(Data records)
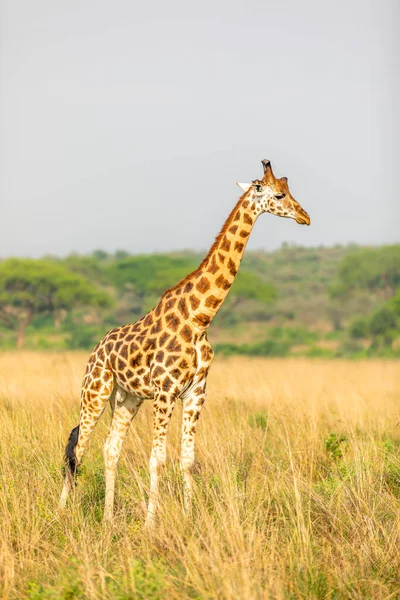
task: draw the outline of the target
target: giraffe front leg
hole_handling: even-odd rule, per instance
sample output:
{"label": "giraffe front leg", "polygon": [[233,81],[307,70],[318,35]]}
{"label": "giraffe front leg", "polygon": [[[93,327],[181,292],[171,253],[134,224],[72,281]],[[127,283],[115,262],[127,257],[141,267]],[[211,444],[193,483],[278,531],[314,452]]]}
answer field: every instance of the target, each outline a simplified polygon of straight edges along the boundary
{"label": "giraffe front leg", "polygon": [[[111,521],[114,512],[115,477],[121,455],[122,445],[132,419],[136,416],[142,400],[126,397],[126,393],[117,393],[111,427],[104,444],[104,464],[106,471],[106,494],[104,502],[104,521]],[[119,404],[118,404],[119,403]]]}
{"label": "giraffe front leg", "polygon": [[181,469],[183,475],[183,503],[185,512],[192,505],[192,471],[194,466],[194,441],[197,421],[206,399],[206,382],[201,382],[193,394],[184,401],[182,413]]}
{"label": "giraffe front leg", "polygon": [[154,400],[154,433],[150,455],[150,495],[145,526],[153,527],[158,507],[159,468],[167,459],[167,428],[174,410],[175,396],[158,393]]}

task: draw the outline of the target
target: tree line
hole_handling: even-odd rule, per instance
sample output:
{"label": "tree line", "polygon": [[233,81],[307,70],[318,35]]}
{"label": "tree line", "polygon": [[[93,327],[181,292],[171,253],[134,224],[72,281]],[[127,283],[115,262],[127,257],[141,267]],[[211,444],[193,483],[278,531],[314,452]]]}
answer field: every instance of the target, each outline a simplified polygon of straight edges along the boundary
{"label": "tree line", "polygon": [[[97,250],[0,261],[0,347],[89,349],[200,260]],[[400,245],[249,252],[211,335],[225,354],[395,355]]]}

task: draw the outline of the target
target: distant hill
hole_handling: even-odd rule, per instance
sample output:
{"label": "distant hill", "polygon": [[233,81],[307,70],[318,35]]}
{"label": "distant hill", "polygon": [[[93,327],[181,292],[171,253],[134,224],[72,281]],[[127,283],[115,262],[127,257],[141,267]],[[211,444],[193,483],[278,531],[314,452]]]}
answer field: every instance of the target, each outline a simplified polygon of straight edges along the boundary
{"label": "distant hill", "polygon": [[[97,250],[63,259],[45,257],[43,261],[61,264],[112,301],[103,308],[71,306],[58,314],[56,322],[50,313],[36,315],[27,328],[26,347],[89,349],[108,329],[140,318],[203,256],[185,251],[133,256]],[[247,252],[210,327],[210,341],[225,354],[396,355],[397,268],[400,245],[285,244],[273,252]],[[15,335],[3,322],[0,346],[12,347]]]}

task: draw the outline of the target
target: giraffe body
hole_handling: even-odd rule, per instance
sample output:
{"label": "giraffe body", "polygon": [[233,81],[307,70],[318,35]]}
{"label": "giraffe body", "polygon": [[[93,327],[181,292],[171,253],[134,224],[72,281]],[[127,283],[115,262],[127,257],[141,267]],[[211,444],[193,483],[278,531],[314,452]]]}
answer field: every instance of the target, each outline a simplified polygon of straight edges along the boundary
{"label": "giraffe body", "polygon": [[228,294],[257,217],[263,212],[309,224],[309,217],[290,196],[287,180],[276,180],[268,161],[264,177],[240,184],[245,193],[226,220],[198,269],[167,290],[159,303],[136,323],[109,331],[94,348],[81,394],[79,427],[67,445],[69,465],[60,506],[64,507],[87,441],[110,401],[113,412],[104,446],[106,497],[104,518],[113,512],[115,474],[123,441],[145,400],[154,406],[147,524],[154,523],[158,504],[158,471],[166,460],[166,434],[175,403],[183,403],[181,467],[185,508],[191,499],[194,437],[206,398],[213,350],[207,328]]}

TASK REQUIREMENTS =
Copy the material above exactly and drop the pictures.

RESULT FOR THIS TASK =
task: draw the outline of the target
target: giraffe front leg
hole_handling: even-odd rule, per instance
sample output:
{"label": "giraffe front leg", "polygon": [[233,81],[307,70],[318,35]]}
{"label": "giraffe front leg", "polygon": [[[93,327],[181,292],[171,253],[134,224],[72,281]],[[127,283],[115,262],[127,257],[141,267]],[[211,444],[193,483],[278,531],[314,452]]]}
answer field: every instance of the target, each outline a simplified polygon of straight edges along the boundary
{"label": "giraffe front leg", "polygon": [[[111,521],[114,512],[115,477],[121,455],[122,445],[132,419],[136,416],[142,400],[126,397],[126,393],[117,393],[111,427],[104,444],[104,464],[106,471],[106,494],[104,502],[104,521]],[[119,404],[118,404],[119,403]]]}
{"label": "giraffe front leg", "polygon": [[181,469],[183,475],[183,503],[185,512],[192,505],[192,471],[194,466],[194,441],[197,421],[206,399],[206,382],[201,382],[193,394],[184,401],[182,413]]}
{"label": "giraffe front leg", "polygon": [[154,400],[154,433],[150,455],[150,495],[145,526],[153,527],[158,507],[159,468],[167,459],[167,428],[174,410],[175,396],[158,393]]}

task: draw the outline of the target
target: tree line
hole_handling: even-odd rule, per instance
sample output:
{"label": "tree line", "polygon": [[233,81],[307,70],[318,35]]}
{"label": "tree line", "polygon": [[[93,327],[181,292],[171,253],[134,224],[72,281]],[[127,283],[115,262],[127,257],[141,267]],[[211,444],[193,483],[278,531],[314,452]]]}
answer field: every instance of the target, each outline a simplified polygon of straight edges along the boundary
{"label": "tree line", "polygon": [[[97,250],[0,261],[0,347],[89,349],[200,260]],[[400,245],[249,252],[211,335],[225,354],[395,355]]]}

task: draw the outline of the target
target: distant hill
hole_handling: even-odd rule, per instance
sample output:
{"label": "distant hill", "polygon": [[233,81],[307,70],[318,35]]}
{"label": "distant hill", "polygon": [[[93,327],[181,292],[171,253],[134,224],[72,281]],[[127,283],[115,262],[127,257],[141,267]],[[211,444],[193,483],[278,531],[314,452]]]}
answer field: every instance of the target, each outline a simplified polygon of straight edges along the boundary
{"label": "distant hill", "polygon": [[[97,250],[63,259],[45,257],[43,261],[61,264],[112,301],[103,308],[71,306],[58,314],[56,322],[50,313],[36,315],[27,328],[26,347],[89,349],[108,329],[140,318],[203,256],[185,251],[133,256]],[[247,252],[210,327],[210,341],[225,354],[396,355],[397,268],[400,245],[285,244],[273,252]],[[15,335],[3,322],[0,346],[12,347]]]}

task: draw the outline of the target
target: giraffe body
hole_handling: even-odd rule, per instance
sample output:
{"label": "giraffe body", "polygon": [[233,81],[307,70],[318,35]]}
{"label": "giraffe body", "polygon": [[[93,327],[181,292],[171,253],[134,224],[72,281]],[[127,283],[115,262],[127,257],[141,267]],[[211,444],[193,483],[278,531],[314,452]]]}
answer field: every instance of the target, each outline a simplified polygon of straight edges along the boundary
{"label": "giraffe body", "polygon": [[228,294],[257,217],[263,212],[309,224],[309,217],[290,196],[287,180],[276,180],[268,161],[264,177],[240,184],[245,193],[226,220],[198,269],[167,290],[159,303],[136,323],[109,331],[94,348],[81,394],[79,427],[67,445],[69,465],[60,506],[64,507],[87,441],[110,401],[113,412],[104,446],[106,497],[104,518],[113,512],[115,474],[123,441],[145,400],[154,406],[147,524],[154,523],[158,504],[158,471],[166,460],[166,434],[175,403],[183,403],[181,467],[185,508],[191,499],[194,437],[206,398],[213,350],[207,328]]}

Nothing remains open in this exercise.